Page extract:

# # # #

17

I'm looking for a way to do exact array matches in elastic search. Let's say these are my documents:

{"id": 1, "categories" : ["c", "d"]}
{"id": 2, "categories" : ["b", "c", "d"]}
{"id": 3, "categories" : ["c", "d", "e"]}
{"id": 4, "categories" : ["d"]}
{"id": 5, "categories" : ["c", "d"]}

Is there a way to search for all document's that have exactly the categories "c" and "d" (documents 1 and 5), no more or less?

As a bonus: Searching for "one of these" categories should still be possible as well (for example you could search for "c" and get 1, 2, 3 and 5)

Any clever way to tackle this problem?

Pascal
  • 5,879
  • 2
  • 22
  • 34

2 Answers2

19

If you have a discrete, known set of categories, you could use a bool query:

"bool" : {
    "must" : {
        "terms" : { "categories" : ["c", "d"],
             minimum_should_match : 2
         }
    },
    "must_not" : {
        "terms" : { "categories" : ["a", "b", "e"],
             minimum_should_match : 1
         }
    }
}

Otherwise, Probably the easiest way to accomplish this, I think, is to store another field serving as a categories keyword.

# # # #

Available data:
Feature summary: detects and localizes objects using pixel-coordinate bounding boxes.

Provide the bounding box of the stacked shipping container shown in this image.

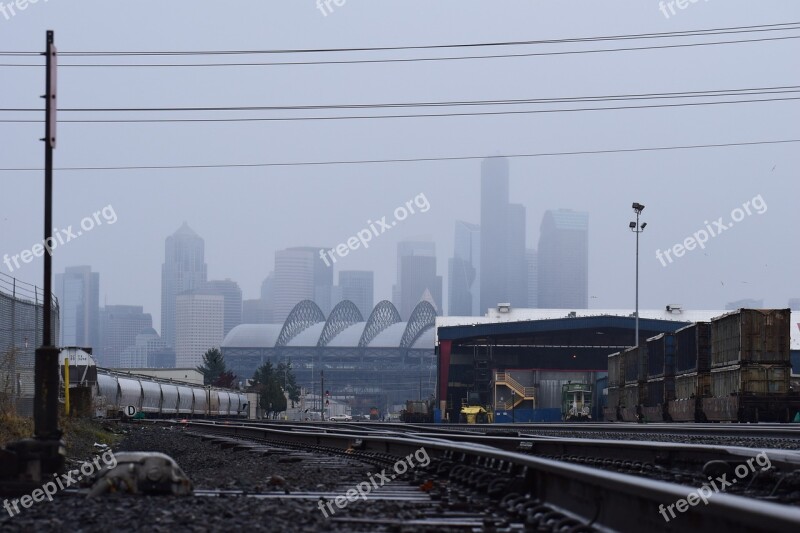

# # # #

Jobs:
(1) In the Elasticsearch question, list every distinct category value that appears in the five example documents.
(2) According to the Elasticsearch question, which documents would a search for "c" return?
(3) Rewrite the Elasticsearch question from "I'm looking for" to "tackle this problem?", changing "categories" to "tags".

Solutions to the exercise:
(1) b, c, d, e

(2) Documents 1, 2, 3 and 5.

(3)
I'm looking for a way to do exact array matches in elastic search. Let's say these are my documents:

{"id": 1, "tags" : ["c", "d"]}
{"id": 2, "tags" : ["b", "c", "d"]}
{"id": 3, "tags" : ["c", "d", "e"]}
{"id": 4, "tags" : ["d"]}
{"id": 5, "tags" : ["c", "d"]}

Is there a way to search for all document's that have exactly the tags "c" and "d" (documents 1 and 5), no more or less?

As a bonus: Searching for "one of these" tags should still be possible as well (for example you could search for "c" and get 1, 2, 3 and 5)

Any clever way to tackle this problem?